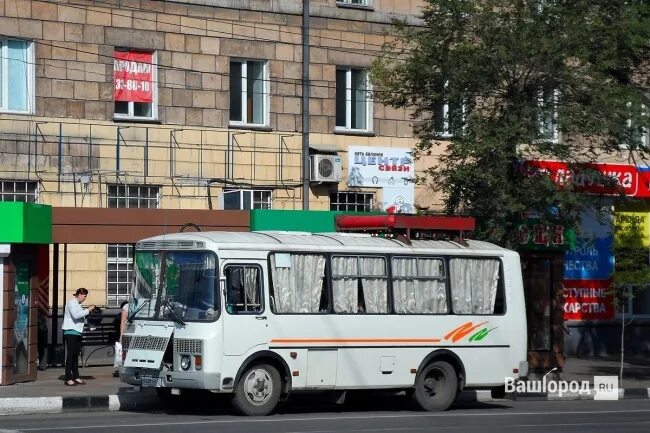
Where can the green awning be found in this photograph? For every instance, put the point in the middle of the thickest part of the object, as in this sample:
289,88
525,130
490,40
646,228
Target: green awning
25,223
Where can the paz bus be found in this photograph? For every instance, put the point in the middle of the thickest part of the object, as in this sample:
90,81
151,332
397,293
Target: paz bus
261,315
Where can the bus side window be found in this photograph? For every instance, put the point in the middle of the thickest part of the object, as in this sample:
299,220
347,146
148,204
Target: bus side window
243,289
________________________
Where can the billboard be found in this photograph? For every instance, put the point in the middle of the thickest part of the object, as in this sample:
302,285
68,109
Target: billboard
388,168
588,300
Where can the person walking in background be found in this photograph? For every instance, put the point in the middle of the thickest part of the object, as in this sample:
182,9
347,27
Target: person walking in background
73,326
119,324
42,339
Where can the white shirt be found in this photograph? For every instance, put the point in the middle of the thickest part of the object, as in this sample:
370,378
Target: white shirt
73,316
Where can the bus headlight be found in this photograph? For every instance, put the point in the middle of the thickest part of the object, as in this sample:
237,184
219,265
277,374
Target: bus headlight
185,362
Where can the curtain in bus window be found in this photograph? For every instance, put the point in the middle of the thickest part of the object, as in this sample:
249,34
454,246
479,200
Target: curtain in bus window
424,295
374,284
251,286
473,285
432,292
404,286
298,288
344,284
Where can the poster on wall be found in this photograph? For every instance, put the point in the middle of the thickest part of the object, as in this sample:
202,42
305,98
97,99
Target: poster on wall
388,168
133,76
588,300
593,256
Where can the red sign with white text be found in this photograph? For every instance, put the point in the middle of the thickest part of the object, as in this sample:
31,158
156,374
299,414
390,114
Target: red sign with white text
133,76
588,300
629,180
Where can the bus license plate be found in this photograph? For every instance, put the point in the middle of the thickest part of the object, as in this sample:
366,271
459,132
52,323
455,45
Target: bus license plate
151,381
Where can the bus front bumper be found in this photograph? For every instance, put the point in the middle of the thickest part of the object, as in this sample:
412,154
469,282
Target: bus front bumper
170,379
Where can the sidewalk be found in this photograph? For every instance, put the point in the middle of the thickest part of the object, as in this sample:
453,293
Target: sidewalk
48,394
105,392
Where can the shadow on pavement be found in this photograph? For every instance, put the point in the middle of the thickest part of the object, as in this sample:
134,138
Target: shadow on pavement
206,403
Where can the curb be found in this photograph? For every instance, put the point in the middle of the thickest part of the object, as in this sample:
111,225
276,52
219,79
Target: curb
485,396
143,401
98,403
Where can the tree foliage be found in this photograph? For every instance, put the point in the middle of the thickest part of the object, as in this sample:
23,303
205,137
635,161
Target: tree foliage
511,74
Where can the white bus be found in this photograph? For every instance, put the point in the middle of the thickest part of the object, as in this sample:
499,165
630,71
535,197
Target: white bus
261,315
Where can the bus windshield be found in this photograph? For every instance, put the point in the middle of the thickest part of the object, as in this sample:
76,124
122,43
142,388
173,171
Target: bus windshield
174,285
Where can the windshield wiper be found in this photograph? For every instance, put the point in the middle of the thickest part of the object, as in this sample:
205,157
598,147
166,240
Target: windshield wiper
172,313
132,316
________________________
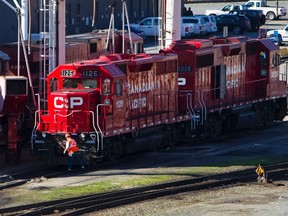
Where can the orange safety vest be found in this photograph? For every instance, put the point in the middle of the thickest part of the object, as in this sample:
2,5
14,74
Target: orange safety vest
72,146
________________________
#### [Aim]
Which lines of the records contain the string "headlight"? Pick out each such line and copy it in full, treating capital and lowercase letters as different.

#### [Task output]
Where can the bus headlight be found in this photograph? For every instance, put the point in the middle of the thickest part of the object, as in this sample:
Target: bus headlight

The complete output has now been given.